:: ФРАГМЕНТ СТРАНИЦЫ ::

Так было в «Пиквикском клубе».
Большинство критиков сходится во мнении, что после «Тихого Дона» Товстоногов «надорвался» и вступил «в период заката», что дальнейшие сезоны Большого драматического отмечены спектаклями более или менее интересными, но одинаково рядовыми и лишенными энергетики прежних товстоноговских работ. На страницах нашей книги это мнение не получит ни поддержки, ни развития.
Когда «Тихий Дон» увидел свет рампы, Георгию Александровичу Товстоногову еще не исполнилось 62 года. Да, он не отличался богатырским здоровьем, нервная система была подорвана, врачи настоятельно рекомендовали бросить курить, а он не хотел и не мог…
(К слову, вспомнился рассказ Нателы Александровны о том, как ее брат пытался расстаться с вредной привычкой, а она пришла ему на помощь:
— Я видела, что Гоге, действительно, необходимо бросить курить, и решила помочь ему — бросить с ним вместе. В это время в Ленинграде гостила Ляля Котова (завлит «Современника» времен О. Н. Ефремова. — Н. С.), она пришла к нам, пришла Алиса Фрейндлих… И пришел врач, с которым я заранее договорилась. Нам всем сделали очень болезненный укол в ухо… Ну, на следующее утро я встала, приготовила завтрак, выпила кофе и — не закурила! Хотя у меня, надо сказать, за десятилетия выработался условный рефлекс: чашка кофе — беру сигарету, телефонный звонок — беру сигарету… Не успела допить свой кофе, как зазвонил телефон. А я не курю. Пришел Гога, сели завтракать — я не курю!

:::
:: СВЕДЕНИЯ ::

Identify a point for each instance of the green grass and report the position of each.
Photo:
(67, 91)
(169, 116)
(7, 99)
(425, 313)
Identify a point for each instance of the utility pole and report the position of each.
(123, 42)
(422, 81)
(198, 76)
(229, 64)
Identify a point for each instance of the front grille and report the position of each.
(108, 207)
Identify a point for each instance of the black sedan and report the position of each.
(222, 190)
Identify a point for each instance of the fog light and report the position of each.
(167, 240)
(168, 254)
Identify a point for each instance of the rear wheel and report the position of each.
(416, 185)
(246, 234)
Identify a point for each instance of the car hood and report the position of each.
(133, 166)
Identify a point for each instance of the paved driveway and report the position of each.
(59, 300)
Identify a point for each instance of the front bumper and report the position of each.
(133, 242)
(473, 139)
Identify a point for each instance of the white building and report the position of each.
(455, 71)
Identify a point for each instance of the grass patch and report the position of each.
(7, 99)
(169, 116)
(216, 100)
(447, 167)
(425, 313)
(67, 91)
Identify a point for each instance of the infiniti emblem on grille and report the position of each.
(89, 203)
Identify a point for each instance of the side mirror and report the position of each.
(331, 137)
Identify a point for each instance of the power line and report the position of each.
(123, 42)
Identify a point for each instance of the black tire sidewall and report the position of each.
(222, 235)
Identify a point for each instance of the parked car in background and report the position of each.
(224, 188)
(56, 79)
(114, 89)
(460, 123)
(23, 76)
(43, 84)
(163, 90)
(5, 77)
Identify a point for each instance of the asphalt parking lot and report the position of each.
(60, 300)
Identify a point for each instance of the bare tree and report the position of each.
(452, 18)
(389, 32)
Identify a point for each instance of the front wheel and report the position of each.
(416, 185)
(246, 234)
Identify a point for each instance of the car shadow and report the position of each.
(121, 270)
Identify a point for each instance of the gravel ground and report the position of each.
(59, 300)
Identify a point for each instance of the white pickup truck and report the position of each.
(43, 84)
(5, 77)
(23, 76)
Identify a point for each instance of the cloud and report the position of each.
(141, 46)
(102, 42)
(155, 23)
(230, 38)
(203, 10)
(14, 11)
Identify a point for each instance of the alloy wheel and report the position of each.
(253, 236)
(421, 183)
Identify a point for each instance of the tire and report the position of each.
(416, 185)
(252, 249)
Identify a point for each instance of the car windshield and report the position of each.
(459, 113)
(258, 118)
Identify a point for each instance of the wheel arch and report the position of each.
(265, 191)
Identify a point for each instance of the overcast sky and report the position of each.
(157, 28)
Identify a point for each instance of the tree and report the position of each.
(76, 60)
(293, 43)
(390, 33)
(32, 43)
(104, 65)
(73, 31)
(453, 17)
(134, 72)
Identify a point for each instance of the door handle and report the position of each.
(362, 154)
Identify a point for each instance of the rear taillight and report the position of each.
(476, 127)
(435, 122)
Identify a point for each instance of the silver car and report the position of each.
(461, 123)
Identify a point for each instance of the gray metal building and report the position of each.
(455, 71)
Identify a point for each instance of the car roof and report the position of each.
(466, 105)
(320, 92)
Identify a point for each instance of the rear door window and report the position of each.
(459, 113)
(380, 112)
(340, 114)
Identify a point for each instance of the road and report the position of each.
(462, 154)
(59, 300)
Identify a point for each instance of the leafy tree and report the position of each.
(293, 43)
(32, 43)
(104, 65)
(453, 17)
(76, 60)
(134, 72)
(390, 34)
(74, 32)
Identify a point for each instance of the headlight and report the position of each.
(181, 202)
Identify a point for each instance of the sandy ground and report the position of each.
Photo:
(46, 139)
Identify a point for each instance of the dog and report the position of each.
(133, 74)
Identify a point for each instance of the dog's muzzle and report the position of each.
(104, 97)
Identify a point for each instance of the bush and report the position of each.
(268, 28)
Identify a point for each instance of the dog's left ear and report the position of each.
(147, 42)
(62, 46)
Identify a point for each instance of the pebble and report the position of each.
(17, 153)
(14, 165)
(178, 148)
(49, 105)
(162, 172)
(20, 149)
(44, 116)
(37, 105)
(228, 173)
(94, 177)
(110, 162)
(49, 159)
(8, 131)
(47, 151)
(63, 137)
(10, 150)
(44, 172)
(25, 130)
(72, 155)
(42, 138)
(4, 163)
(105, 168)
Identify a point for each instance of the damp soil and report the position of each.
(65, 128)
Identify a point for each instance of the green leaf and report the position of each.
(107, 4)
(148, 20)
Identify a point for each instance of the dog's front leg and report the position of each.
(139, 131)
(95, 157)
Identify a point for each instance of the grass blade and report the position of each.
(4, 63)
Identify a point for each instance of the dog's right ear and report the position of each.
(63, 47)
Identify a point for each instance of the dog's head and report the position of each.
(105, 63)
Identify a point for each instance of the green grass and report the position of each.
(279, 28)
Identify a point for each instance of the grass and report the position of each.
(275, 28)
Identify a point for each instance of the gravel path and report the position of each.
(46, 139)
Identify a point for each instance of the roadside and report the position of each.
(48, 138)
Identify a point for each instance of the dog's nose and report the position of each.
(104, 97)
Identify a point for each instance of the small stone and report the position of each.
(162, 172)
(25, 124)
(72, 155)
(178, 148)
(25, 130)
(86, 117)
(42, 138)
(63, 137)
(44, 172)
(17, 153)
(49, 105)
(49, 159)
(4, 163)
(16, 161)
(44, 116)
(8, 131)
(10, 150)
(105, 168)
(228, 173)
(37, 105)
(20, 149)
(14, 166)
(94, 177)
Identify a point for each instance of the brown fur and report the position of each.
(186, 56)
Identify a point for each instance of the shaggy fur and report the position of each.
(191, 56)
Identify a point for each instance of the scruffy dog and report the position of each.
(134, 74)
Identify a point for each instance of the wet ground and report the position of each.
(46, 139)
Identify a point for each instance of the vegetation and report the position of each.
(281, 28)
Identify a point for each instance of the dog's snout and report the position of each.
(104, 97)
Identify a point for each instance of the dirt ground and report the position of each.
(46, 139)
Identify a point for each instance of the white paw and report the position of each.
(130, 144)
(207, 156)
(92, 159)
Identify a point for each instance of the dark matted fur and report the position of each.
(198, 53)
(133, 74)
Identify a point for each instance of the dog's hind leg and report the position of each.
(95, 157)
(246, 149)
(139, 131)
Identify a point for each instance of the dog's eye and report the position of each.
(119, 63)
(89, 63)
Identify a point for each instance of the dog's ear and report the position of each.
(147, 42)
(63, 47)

:::

▸ РАБОЧЕЕ ЗАДАНИЕ A:
Какого возраста Товстоногов ещё не достиг, когда «Тихий Дон» увидел свет рампы, согласно фрагменту о Товстоногове?
▸ РАБОЧЕЕ ЗАДАНИЕ B:
Выведите из фрагмента о Товстоногове отрывок, который открывается словами «Большинство критиков сходится» и завершается словами «поддержки, ни развития.».
Записи взяты из другого источника.

▸ РЕШЕНИЕ ЗАДАЧИ A:
Ему ещё не исполнилось 62 года.

▸ РЕШЕНИЕ ЗАДАЧИ B:
Большинство критиков сходится во мнении, что после «Тихого Дона» Товстоногов «надорвался» и вступил «в период заката», что дальнейшие сезоны Большого драматического отмечены спектаклями более или менее интересными, но одинаково рядовыми и лишенными энергетики прежних товстоноговских работ. На страницах нашей книги это мнение не получит ни поддержки, ни развития.